┌─ TEXT
Manorama Six Feet Under Directed by Navdeep Singh Multiple twists and turns, a hint of romance and a mix of public corruption and private transgression make this a cheeky homage to a certain cult thriller of the 70s, which gives us a nudge by appearing half way through as a briefly glimpsed TV movie. Abhay Deol may not be Jack Nicholson, but he is convincing as a listless civil servant and discontented writer of thrillers who is asked to make like the hero of his one, unsuccessful, detective novel and do a little gumshoe work, which leads him deeper and deeper into a world of violence, corruption and deception in the desert-like landscape of Rajasthan. It's both suspenseful and funny, and although it gets rather tangled up in its own plot-lines towards the end, so thick and fast do the twists and revelations come, it's never less than intelligent. Incidental pleasures for European audiences are the glimpses into ordinary provincial Indian family life. It's an impressive debut feature and promises well for the future of this relatively young genre of Indian cinema.
└─
REQUIRED WORK
[1] In the review of Manorama Six Feet Under, who directed the film?
[2] Carry the review of Manorama Six Feet Under on past its last sentence.
The collected data that comes next is separate material, not part of the review.
┌─ ENTRIES PROVIDED
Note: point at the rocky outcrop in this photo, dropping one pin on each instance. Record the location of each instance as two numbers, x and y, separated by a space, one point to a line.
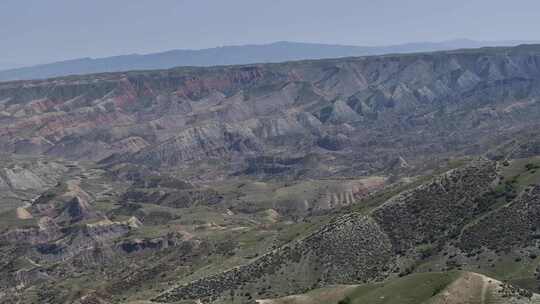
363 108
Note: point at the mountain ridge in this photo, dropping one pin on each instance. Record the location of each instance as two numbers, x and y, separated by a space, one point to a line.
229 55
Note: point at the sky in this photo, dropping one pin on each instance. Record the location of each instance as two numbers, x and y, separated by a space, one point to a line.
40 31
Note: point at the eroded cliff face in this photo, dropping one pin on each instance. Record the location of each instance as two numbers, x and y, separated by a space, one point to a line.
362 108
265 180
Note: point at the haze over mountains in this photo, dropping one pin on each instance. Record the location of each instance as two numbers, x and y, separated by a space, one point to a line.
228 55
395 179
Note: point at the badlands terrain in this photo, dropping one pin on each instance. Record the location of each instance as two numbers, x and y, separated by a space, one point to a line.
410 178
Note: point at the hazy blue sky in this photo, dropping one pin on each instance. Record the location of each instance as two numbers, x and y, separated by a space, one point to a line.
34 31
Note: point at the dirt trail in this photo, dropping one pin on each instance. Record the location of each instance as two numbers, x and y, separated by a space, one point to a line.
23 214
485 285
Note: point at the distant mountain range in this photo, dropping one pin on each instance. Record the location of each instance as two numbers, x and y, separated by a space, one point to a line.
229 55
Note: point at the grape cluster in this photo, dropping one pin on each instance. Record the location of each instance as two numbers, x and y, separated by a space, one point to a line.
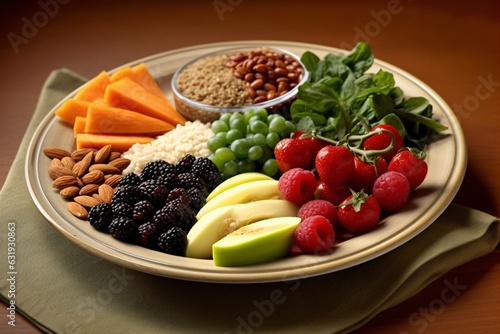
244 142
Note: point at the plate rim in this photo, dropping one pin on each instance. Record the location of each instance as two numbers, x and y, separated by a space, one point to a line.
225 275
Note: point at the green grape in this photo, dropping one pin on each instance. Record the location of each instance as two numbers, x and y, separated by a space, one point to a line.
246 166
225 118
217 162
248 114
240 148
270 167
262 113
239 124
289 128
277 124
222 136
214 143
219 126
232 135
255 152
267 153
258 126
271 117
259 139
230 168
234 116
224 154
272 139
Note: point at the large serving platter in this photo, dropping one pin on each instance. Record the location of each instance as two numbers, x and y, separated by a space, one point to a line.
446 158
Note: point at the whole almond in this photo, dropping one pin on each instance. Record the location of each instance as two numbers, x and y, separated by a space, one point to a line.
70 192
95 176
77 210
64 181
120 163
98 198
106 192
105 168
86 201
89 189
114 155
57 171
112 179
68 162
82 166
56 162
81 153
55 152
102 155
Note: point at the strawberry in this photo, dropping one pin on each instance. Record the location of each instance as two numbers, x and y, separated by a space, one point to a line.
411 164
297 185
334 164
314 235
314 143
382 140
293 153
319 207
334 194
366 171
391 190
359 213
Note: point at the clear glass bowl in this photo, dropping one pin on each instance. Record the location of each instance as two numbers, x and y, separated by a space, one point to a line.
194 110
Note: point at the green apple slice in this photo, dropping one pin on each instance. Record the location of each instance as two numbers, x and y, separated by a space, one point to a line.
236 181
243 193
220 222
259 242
└─
RESPONSES FOR EACH TASK
[1] Navdeep Singh

[2]
If only I could say the same for the second film from the subcontinent which I saw. Billed as a black comedy based on a true story, Staying Alive outstays its welcome by some length. Terribly slow, it's based on the slight, unimaginative premise that two people from disparate worlds - a journalist and gangster boss, lying beside each other in intensive care after heart attacks - can become close, the ‘baddy' finding a kind of redemption and the law-abiding man realising there is humanity in a previously despised and feared figure. Similarly their wives and a son who wait outside become close and support each other. No surprises there. This would have made a passable short, but it is dragged out with great sentimentality and repetition for what seems like much longer than its 90 minutes, and with scarcely a laugh. Neither black not a comedy.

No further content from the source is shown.